*Problem details:*
Starting with the line that contains "the car tire." and going on through the line that contains "[[124, 84], [214, 115]]", output those lines of the records, and only those, as a JSON list of strings. Give one string per line, include both end lines, and leave out any blank lines.

*Record list:*
——

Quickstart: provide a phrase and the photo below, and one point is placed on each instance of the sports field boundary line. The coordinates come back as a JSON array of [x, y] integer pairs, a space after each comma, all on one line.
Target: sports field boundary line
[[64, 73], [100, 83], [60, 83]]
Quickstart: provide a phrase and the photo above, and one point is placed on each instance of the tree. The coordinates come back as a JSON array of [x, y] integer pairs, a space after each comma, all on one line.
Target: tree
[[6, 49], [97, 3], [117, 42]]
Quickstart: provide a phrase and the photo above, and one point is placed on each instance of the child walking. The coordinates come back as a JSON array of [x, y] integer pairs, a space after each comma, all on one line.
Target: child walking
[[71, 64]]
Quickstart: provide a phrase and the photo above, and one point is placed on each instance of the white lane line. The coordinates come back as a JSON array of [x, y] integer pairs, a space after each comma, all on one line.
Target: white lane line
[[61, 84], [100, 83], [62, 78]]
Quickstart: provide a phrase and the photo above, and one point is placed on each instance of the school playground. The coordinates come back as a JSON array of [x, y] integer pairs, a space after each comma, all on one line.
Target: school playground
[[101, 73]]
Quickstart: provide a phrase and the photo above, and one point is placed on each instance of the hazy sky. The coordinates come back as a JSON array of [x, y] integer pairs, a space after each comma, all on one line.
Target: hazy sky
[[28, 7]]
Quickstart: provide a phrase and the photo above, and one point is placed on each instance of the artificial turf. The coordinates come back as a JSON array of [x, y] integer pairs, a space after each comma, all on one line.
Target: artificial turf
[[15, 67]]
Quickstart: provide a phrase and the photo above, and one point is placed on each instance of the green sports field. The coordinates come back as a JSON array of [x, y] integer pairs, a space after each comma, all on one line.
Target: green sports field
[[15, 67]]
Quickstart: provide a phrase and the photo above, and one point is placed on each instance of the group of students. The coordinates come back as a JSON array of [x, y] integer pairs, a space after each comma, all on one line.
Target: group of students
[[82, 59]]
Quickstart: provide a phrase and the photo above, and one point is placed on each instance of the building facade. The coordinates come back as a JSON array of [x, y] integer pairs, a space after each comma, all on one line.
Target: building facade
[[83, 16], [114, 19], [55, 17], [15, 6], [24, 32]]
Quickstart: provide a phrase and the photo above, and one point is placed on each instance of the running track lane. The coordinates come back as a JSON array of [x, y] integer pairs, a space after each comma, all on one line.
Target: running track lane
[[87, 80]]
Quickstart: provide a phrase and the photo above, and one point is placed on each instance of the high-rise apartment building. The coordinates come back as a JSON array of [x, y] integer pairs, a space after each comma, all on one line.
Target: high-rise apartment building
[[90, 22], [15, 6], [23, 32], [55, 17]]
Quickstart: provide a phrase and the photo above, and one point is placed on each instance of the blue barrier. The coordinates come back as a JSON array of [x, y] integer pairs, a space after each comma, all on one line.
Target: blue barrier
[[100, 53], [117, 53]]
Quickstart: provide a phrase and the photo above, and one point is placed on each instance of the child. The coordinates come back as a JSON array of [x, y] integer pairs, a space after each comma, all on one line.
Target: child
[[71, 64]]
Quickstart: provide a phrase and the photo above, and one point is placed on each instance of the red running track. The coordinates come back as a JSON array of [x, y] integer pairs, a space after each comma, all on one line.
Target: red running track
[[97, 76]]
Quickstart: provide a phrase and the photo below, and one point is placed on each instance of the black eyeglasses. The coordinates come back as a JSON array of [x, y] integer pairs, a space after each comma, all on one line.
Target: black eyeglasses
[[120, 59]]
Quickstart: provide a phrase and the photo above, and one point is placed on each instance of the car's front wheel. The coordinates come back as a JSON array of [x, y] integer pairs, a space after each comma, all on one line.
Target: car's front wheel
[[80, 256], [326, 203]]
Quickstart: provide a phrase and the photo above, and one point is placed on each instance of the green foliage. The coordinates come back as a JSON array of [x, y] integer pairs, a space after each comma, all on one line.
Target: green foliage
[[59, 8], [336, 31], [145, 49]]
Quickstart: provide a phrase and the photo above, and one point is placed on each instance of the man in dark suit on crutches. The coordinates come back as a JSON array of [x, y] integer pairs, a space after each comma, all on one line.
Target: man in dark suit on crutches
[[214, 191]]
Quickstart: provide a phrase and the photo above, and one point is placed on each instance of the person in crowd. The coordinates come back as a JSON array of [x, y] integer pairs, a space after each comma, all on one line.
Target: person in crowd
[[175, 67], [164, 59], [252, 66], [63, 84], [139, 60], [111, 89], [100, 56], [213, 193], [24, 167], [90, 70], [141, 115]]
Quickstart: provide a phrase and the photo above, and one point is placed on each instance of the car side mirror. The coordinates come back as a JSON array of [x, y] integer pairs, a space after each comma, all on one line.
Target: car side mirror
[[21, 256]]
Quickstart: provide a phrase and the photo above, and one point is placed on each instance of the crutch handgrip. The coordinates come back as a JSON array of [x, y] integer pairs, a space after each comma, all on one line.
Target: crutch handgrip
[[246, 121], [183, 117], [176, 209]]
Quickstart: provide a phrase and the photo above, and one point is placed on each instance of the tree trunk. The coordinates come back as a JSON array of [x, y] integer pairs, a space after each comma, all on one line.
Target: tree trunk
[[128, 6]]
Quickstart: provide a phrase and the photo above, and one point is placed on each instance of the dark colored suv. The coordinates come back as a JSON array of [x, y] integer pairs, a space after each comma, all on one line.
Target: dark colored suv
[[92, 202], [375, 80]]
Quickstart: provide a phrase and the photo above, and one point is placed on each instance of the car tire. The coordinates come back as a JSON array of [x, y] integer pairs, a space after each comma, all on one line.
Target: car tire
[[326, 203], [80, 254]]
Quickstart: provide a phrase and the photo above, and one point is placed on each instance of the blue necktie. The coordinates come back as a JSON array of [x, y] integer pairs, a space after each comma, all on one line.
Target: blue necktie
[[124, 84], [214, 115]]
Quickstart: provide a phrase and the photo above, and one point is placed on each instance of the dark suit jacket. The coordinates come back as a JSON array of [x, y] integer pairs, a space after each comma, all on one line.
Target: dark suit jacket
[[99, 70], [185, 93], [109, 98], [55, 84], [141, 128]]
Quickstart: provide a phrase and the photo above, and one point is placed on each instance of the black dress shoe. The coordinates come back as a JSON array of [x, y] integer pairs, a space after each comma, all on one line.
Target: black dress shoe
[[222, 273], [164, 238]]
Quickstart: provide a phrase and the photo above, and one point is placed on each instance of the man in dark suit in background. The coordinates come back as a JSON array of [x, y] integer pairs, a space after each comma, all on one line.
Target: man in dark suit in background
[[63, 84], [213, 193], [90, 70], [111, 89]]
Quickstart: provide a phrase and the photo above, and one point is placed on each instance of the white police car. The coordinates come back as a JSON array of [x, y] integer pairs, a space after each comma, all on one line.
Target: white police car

——

*Final result:*
[
  "Quickstart: provide a phrase and the photo above, and one point is placed on each instance of the car tire. The coordinates come back as a JSON array of [x, y] integer pairs, a space after each comma, all on one line.",
  "Target: car tire",
  "[[326, 203], [80, 254]]",
  "Quickstart: provide a phrase and the photo above, and one point is placed on each instance of the blue necktie. The coordinates come back as a JSON array of [x, y] integer pairs, a space after each comma, all on one line.",
  "Target: blue necktie",
  "[[124, 84], [214, 115]]"
]